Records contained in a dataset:
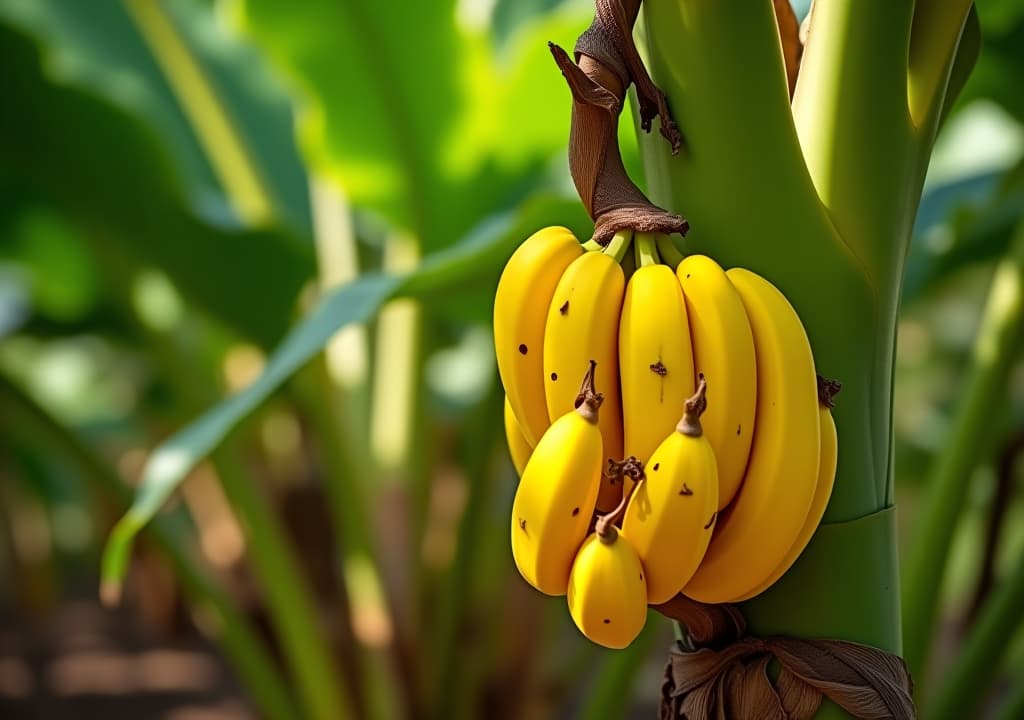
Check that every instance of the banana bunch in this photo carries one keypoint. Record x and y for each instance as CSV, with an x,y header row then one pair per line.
x,y
696,456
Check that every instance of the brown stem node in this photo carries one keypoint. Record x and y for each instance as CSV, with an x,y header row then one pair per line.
x,y
588,400
689,424
827,389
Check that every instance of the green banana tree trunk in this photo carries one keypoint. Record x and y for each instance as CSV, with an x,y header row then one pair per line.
x,y
818,197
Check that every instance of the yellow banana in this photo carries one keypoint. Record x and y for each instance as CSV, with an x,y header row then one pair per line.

What you will do:
Your task is a word-for-word transcription of the entries, leaving out all pictures.

Output for this exercise:
Check that every instance of the banana bunch in this photo carries one keypoint. Record x and y for each instance as CSV, with an x,y header row then one pair per line.
x,y
696,456
Check that every instance of the brown stem node in this photo carries one keypoint. Record x and y for each instance as CSV, with an x,y header row then one pair per line.
x,y
588,400
689,424
827,389
Check that every instance of the green banana tree trunk in this photo carries one keypoint. Record x and y for each instance as CSV, with an x,y header row then one pair per line.
x,y
818,197
Check that every instance of the yellow banana in this photo carries one keypoint. Record x and y for each instance as CSV, with an x,y header row then one pair per line.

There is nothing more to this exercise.